Dataset content:
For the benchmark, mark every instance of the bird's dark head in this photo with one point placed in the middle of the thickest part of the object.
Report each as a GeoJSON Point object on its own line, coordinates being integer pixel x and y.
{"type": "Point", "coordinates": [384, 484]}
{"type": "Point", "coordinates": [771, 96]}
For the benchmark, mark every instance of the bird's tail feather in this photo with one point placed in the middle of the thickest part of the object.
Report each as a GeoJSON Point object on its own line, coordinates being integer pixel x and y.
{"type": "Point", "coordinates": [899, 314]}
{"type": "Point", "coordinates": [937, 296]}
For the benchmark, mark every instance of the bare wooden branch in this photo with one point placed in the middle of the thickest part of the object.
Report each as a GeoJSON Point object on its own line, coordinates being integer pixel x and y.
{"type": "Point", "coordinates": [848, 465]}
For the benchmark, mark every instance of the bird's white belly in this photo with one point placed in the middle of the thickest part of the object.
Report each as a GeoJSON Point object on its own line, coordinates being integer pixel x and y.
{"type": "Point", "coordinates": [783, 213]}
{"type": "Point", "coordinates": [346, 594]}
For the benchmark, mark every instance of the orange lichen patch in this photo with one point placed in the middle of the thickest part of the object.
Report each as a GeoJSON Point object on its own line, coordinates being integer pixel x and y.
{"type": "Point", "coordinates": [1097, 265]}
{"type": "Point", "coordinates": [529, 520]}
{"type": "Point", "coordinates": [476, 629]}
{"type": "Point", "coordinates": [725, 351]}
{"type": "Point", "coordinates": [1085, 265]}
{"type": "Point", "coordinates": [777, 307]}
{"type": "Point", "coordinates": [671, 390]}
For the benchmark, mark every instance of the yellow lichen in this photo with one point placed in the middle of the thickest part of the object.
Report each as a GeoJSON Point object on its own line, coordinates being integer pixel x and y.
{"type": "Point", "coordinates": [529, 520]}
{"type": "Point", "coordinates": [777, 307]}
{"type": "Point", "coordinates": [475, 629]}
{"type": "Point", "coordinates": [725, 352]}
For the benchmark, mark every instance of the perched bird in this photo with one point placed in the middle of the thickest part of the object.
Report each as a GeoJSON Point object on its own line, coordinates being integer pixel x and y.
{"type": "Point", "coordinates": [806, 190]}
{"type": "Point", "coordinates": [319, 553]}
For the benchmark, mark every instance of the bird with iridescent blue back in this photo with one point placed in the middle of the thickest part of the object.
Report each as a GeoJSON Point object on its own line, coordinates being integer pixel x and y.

Task directions:
Set every line of the listing down word for word.

Exercise response:
For the benchmark, mark every instance of the bird's dark head in this photo with one point placed in the middle of the thickest part of the object.
Report each as a GeoJSON Point object on its own line, coordinates being integer pixel x and y.
{"type": "Point", "coordinates": [384, 484]}
{"type": "Point", "coordinates": [771, 96]}
For the benchmark, mark every instance of the bird's tail feather in this photo with one point placed in the middle of the thickest part of the object.
Report each as a GeoJSON Point object on its own line, coordinates being integer pixel x and y.
{"type": "Point", "coordinates": [899, 314]}
{"type": "Point", "coordinates": [937, 296]}
For the benchmark, mark every instance of the bare wooden branch in this photo with one point placed in the middle of the thickest part of the object.
Report each as a GeoJSON Point object on its own line, coordinates being integer pixel x and y.
{"type": "Point", "coordinates": [848, 465]}
For the benchmark, mark every instance of the bird's white belly in this photo with one point placed in the middle of the thickest part of the object.
Report each as a GeoJSON Point object on its own line, coordinates being integer pixel x and y.
{"type": "Point", "coordinates": [783, 213]}
{"type": "Point", "coordinates": [346, 594]}
For the benchmark, mark every instance of the orange lichen patch in this photo with one point placed in the middle of the thickest part of the object.
Report each as a GeoJSON Point object on its own line, coordinates being integer pixel x and y.
{"type": "Point", "coordinates": [1097, 265]}
{"type": "Point", "coordinates": [529, 520]}
{"type": "Point", "coordinates": [476, 629]}
{"type": "Point", "coordinates": [725, 351]}
{"type": "Point", "coordinates": [1085, 265]}
{"type": "Point", "coordinates": [777, 307]}
{"type": "Point", "coordinates": [671, 390]}
For the benchmark, mark every instance of the yellow lichen in this photo with one point placed in the middle of the thickest part of the object.
Report each as a GeoJSON Point object on its own line, coordinates being integer pixel x and y.
{"type": "Point", "coordinates": [529, 520]}
{"type": "Point", "coordinates": [777, 307]}
{"type": "Point", "coordinates": [475, 629]}
{"type": "Point", "coordinates": [725, 352]}
For the benchmark, mark every instance of the perched bird in this photo with one point placed in the middle of the thickest part of the object.
Report each as a GeoJSON Point object on its own line, coordinates being integer pixel x and y.
{"type": "Point", "coordinates": [806, 190]}
{"type": "Point", "coordinates": [319, 553]}
For the benchmark, mark every instance of the bird with iridescent blue back in this photo with one point placed in the middle of the thickest part of the object.
Report each as a GeoJSON Point object on its own line, coordinates being integer pixel x and y.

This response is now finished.